Tasks for this exercise —
a. Reproduce the stretch of the cubistControl documentation below from "a logical: should" through "the C code)", keeping every character unchanged.
b. Answer these questions from the cubistControl documentation below:
(i) What default value does the function signature give for rules?
(ii) Within what range must the value for sample fall?
(iii) In what year was the reference titled "Learning with continuous classes" published?

Quoted passage —
Most of these values are discussed at length in http://rulequest.com/cubist-unix.html
cubistControl(
unbiased = FALSE,
rules = 100,
extrapolation = 100,
sample = 0,
seed = sample.int(4096, size = 1) - 1L,
label = "outcome"
)
a logical: should unbiased rules be used?
an integer (or NA
): define an explicit limit to
the number of rules used (NA
let's Cubist decide).
a number between 0 and 100: since Cubist uses linear models, predictions can be outside of the outside of the range seen the training set. This parameter controls how much rule predictions are adjusted to be consistent with the training set.
a number between 0 and 99.9: this is the percentage of the data set to be randomly selected for model building (not for out-of-bag type evaluation).
an integer for the random seed (in the C code)
a label for the outcome (when printing rules)
A list containing the options.
Quinlan. Learning with continuous classes. Proceedings of the 5th Australian Joint Conference On Artificial Intelligence (1992) pp. 343-348
Quinlan. Combining instance-based and model-based learning. Proceedings of the Tenth International Conference on Machine Learning (1993) pp. 236-243
Quinlan. C4.5: Programs For Machine Learning (1993) Morgan Kaufmann Publishers Inc. San Francisco, CA
cubistControl()
#> $unbiased
#> [1] FALSE
#>
#> $rules
#> [1] 100
#>
#> $extrapolation
#> [1] 1
#>
#> $sample
#> [1] 0
#>
#> $label
#> [1] "outcome"
#>
#> $seed
#> [1] 2507
#>

Recorded information —
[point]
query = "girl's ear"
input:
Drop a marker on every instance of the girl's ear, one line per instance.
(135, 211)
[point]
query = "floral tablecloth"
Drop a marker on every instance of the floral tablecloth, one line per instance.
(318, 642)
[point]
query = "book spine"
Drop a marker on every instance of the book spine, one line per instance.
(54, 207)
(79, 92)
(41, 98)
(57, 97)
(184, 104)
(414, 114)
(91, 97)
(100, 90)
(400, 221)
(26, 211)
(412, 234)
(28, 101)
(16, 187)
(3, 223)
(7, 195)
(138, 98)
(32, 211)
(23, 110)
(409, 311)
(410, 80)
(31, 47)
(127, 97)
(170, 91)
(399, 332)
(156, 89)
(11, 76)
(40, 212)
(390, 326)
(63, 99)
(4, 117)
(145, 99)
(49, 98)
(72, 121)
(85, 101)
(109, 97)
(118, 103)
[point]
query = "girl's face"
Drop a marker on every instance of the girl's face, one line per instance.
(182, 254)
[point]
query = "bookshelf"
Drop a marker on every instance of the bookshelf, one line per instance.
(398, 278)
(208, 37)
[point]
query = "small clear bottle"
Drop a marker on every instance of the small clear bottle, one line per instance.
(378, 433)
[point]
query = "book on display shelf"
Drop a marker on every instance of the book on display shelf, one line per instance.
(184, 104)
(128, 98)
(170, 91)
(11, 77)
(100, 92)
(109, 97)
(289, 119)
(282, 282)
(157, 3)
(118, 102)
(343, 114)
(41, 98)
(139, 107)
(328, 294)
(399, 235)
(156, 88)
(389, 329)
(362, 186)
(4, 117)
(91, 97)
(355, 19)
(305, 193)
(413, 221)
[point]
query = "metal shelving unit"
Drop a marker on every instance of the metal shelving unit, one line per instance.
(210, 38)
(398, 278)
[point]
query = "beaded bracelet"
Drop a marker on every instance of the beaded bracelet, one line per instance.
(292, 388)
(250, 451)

The results —
a.
a logical: should unbiased rules be used?
an integer (or NA
): define an explicit limit to
the number of rules used (NA
let's Cubist decide).
a number between 0 and 100: since Cubist uses linear models, predictions can be outside of the outside of the range seen the training set. This parameter controls how much rule predictions are adjusted to be consistent with the training set.
a number between 0 and 99.9: this is the percentage of the data set to be randomly selected for model building (not for out-of-bag type evaluation).
an integer for the random seed (in the C code)

b.
(i) 100
(ii) Between 0 and 99.9
(iii) 1992